§ Supplied material
_ _ _ _ _ _ _
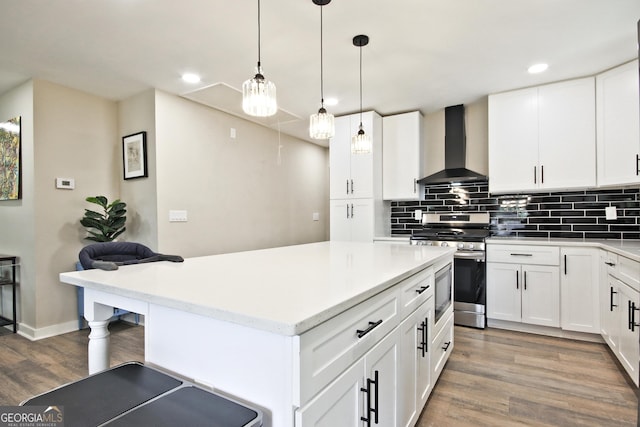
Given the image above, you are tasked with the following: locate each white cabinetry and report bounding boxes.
[329,199,375,242]
[489,78,596,193]
[601,252,640,385]
[295,267,453,427]
[382,111,423,200]
[596,60,640,186]
[487,245,560,327]
[329,111,390,242]
[560,247,600,334]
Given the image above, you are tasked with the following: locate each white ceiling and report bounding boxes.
[0,0,640,146]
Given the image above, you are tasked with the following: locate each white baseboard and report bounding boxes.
[487,319,604,344]
[18,320,78,341]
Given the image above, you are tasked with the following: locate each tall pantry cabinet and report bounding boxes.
[329,111,390,242]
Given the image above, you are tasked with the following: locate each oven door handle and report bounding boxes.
[453,251,485,261]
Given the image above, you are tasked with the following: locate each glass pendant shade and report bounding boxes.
[309,108,336,139]
[242,67,278,117]
[351,124,371,154]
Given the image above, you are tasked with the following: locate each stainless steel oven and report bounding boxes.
[411,213,489,328]
[434,263,453,323]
_ _ _ _ _ _ _
§ What you have to do
Drop the images and quote the entries word for word.

§ Exercise answer
Given the image above, you are tasked with the following: locate each white cabinetry and report bounding boxes.
[329,199,375,242]
[489,78,596,193]
[601,252,640,385]
[295,267,453,427]
[382,111,423,200]
[596,60,640,186]
[487,245,560,327]
[329,111,390,242]
[560,247,600,334]
Given the image above, you are tasked with the following: locate each white ceiling and report bounding boxes.
[0,0,640,146]
Given the image above, you are tasked with the following: locate each white baseboard and report bounding boxes.
[487,319,604,344]
[18,320,78,341]
Given the image above, you are tasked with the following: locate each tall pantry cabinet and report bounding boxes.
[329,111,390,242]
Given the image above, you are tasked with the following: locate each oven door handle and report bounding boxes.
[453,251,485,261]
Given the image above, you are tasked with the following: locate each glass pendant shade and report bounding boxes.
[309,108,336,139]
[242,67,278,117]
[351,124,371,154]
Given the image above, you are tasked with the following: locate each stainless steel oven and report bounding boxes.
[411,213,489,328]
[434,263,453,323]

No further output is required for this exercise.